═══ Extrait

Jacques, délogé de la rue d'Aubagne depuis un an, raconte qu'à chaque fois qu'il sort, il range toutes ses affaires dans un sac, «au cas où». «Jamais je ne faisais ça avant. C'est idiot.» Lui aussi a perdu «son ancrage». Ce n'était pas son lieu de vie à proprement parler, le comédien se servait du local pour répéter, y stockait ses affaires, des meubles hérités de ses grands-parents. Propriétaire, il a tout perdu. Mais c'est à propos des délogés en grande précarité que sa voix se trouble. «Il y a des récits très douloureux. Surtout quand il y a des enfants.»

══════

■ **Problèmes et exercices**
1. Répondez à ces questions sur l'extrait consacré à Jacques :
(a) Depuis combien de temps Jacques est-il délogé de la rue d'Aubagne ?
(b) À quoi le comédien se servait-il du local ?
(c) De qui avait-il hérité les meubles qu'il y stockait ?
2. Prolongez l'extrait consacré à Jacques, délogé de la rue d'Aubagne, en reprenant après sa dernière phrase.
La liste n'a aucun lien avec l'extrait.

═══ Données enregistrées

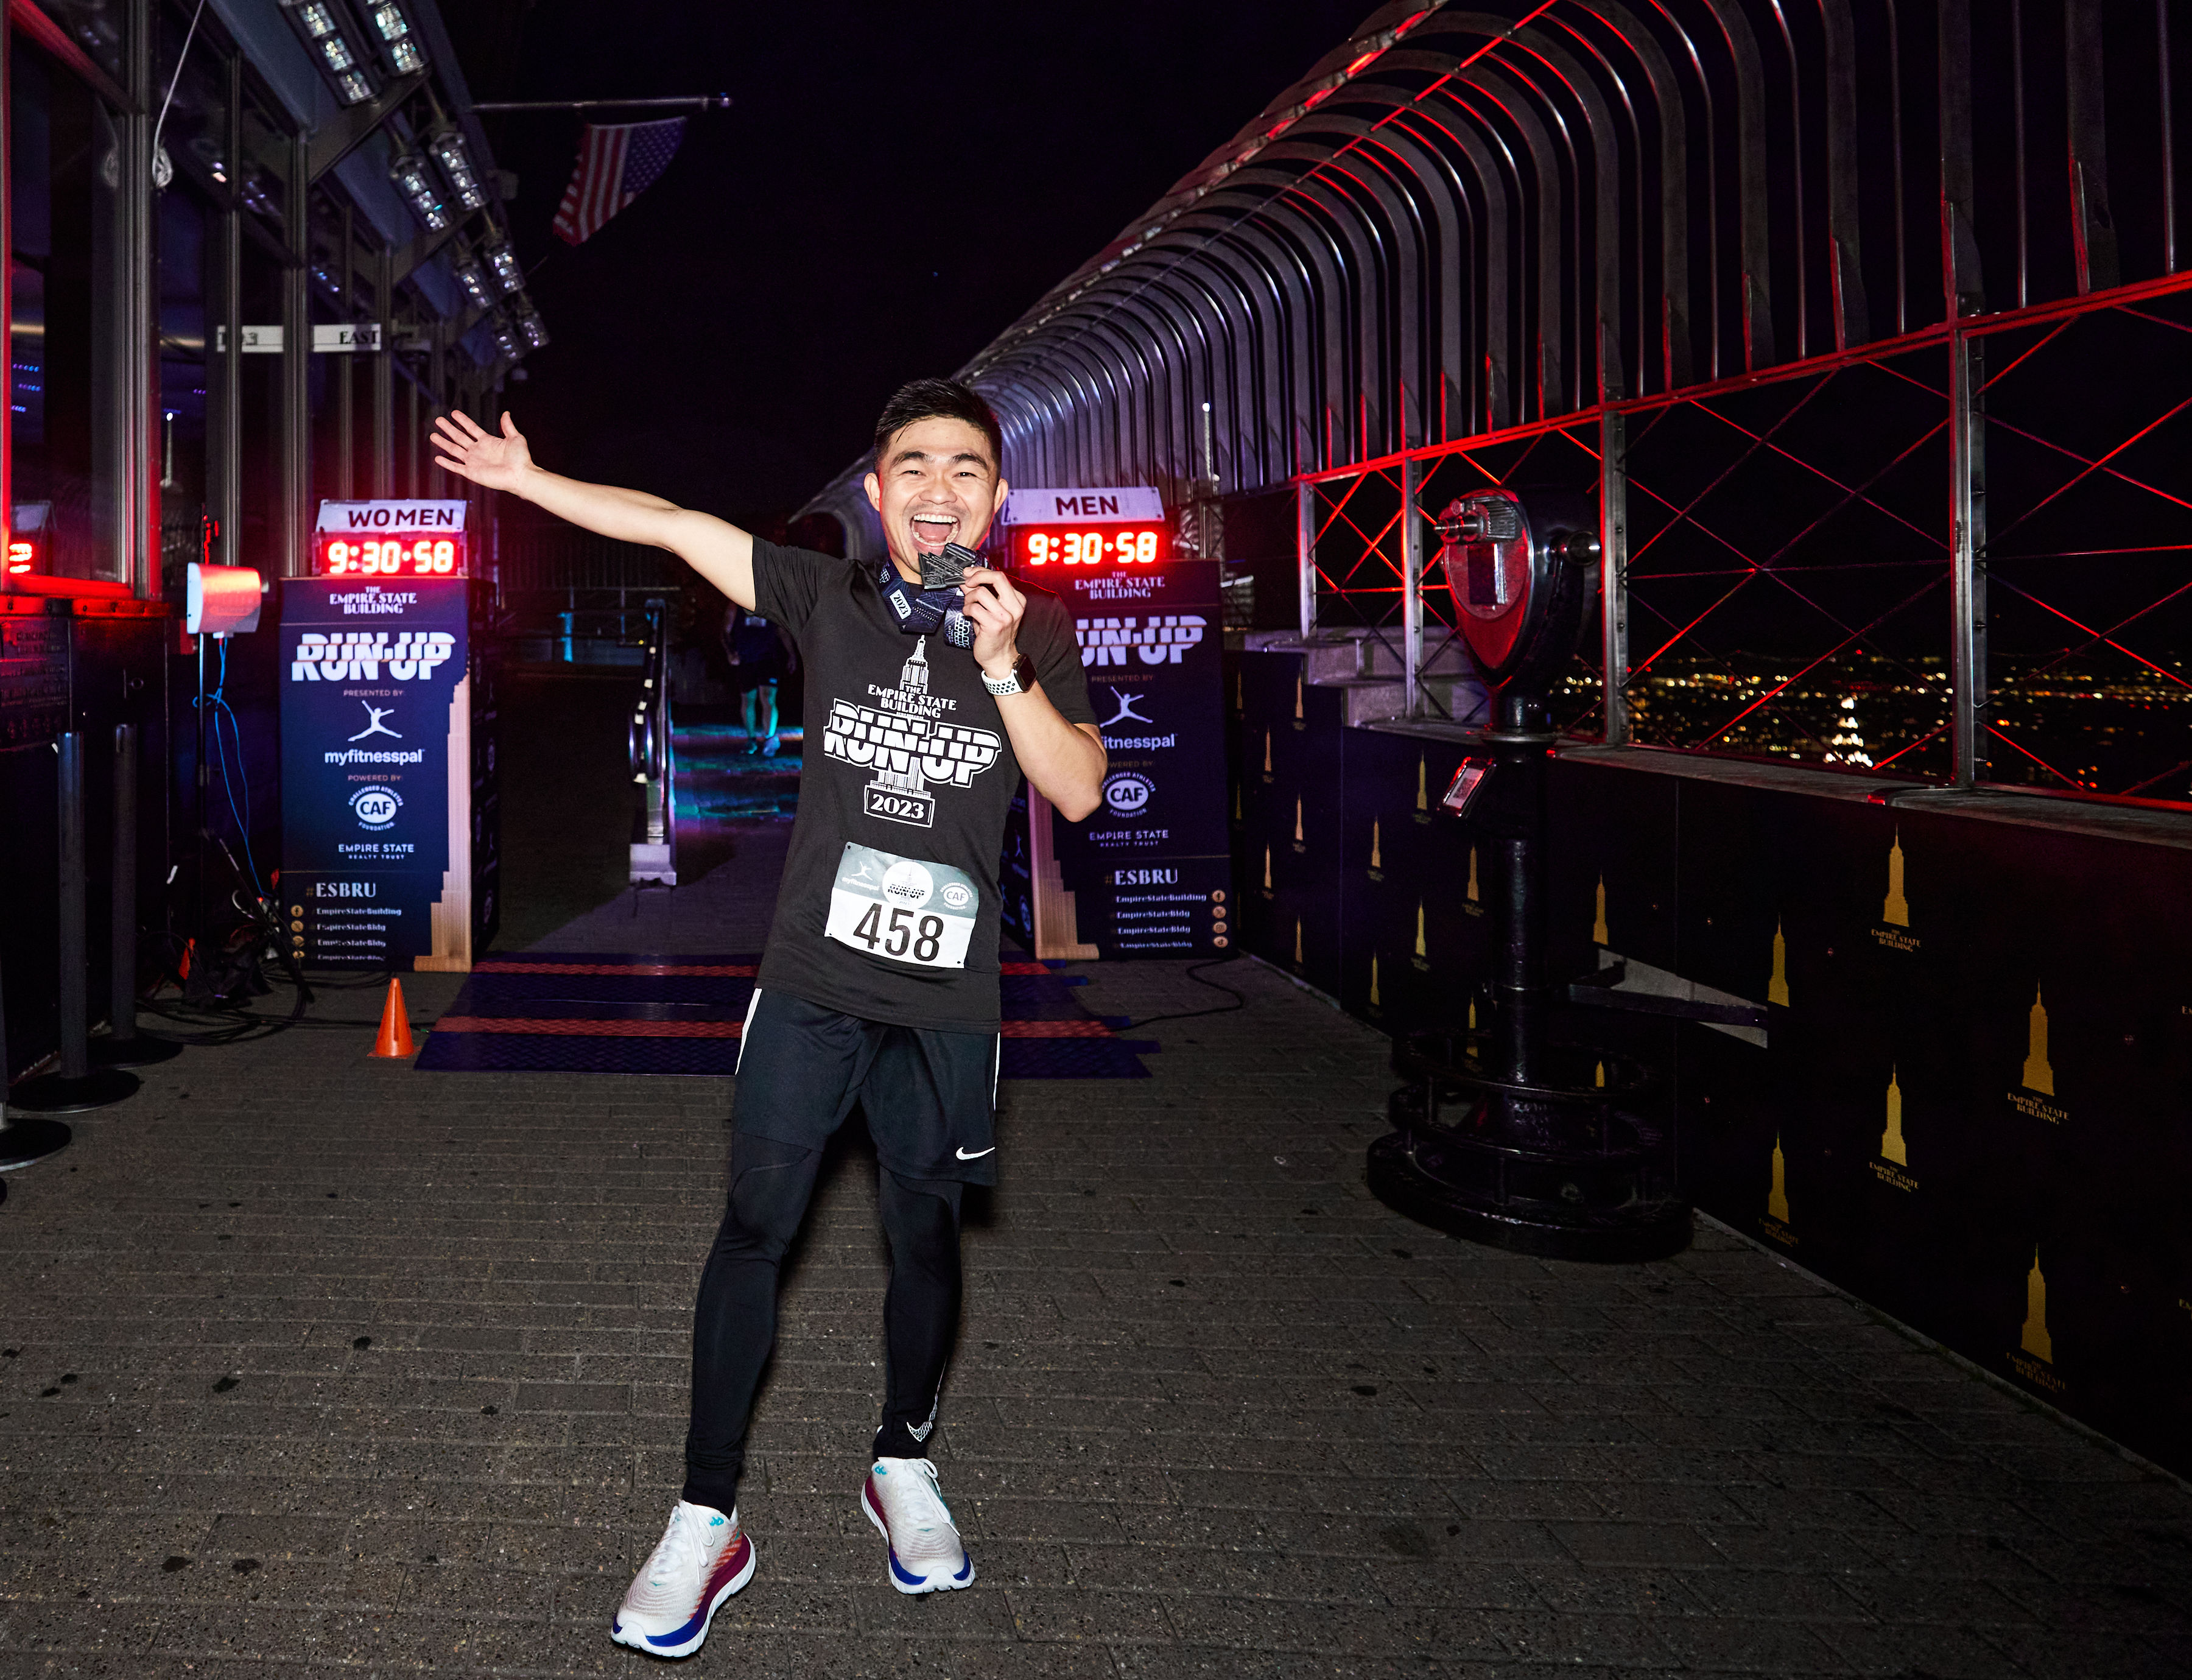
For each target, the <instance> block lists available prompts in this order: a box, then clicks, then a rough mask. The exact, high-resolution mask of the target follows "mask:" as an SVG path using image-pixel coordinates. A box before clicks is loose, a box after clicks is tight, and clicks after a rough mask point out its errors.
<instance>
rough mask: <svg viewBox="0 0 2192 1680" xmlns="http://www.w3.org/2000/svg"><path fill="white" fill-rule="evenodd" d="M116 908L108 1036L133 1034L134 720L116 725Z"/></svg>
mask: <svg viewBox="0 0 2192 1680" xmlns="http://www.w3.org/2000/svg"><path fill="white" fill-rule="evenodd" d="M110 904H112V906H114V915H112V923H114V939H112V985H110V987H107V1037H112V1040H114V1042H116V1044H127V1042H129V1040H134V1037H136V724H116V726H114V893H112V897H110Z"/></svg>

══════

■ **Exercices corrigés**
1.
(a) Depuis un an.
(b) Pour répéter et pour y stocker ses affaires.
(c) De ses grands-parents.

2.
En sécurité
A la permanence du collectif, chaque lundi, les bénévoles voient arriver des familles en état de choc. «Certains étaient déjà dans une lutte au quotidien. Ils perdent le seul endroit où ils se sentaient un peu en sécurité.» Comme cette jeune Albanaise et son bébé d'un mois et demi. Sans papiers, elle vivait dans un appartement insalubre qu'elle louait à un marchand de sommeil sans quittance de loyer. Et donc sans preuve. Il y a quelques jours, la mairie lui a annoncé la fin de sa prise en charge. Dominique, bénévole très active, se démène quasiment à plein temps pour elle ces temps-ci. «Les problématiques à gérer aujourd'hui sont plus lourdes qu'au début. Les familles doivent se battre pour ne pas être évincées du dispositif de prise en charge», dit-elle. Certaines situations ne tiennent qu'à un fil, grâce à la solidarité.
Car les histoires de délogés illustrent aussi les élans de générosité. Cette hôtelière qui a offert une nuit à une mère et son enfant sans solution. Ce directeur d’école qui va chercher tous les matins des enfants relogés à perpet pour qu’ils continuent à aller en classe. Ou encore cette géographe, Elisabeth Dorier, qui cartographie les pérégrinations des délogés. Pour qu’il reste une trace de ces parcours de vie.
(1) Le prénom a été modifié.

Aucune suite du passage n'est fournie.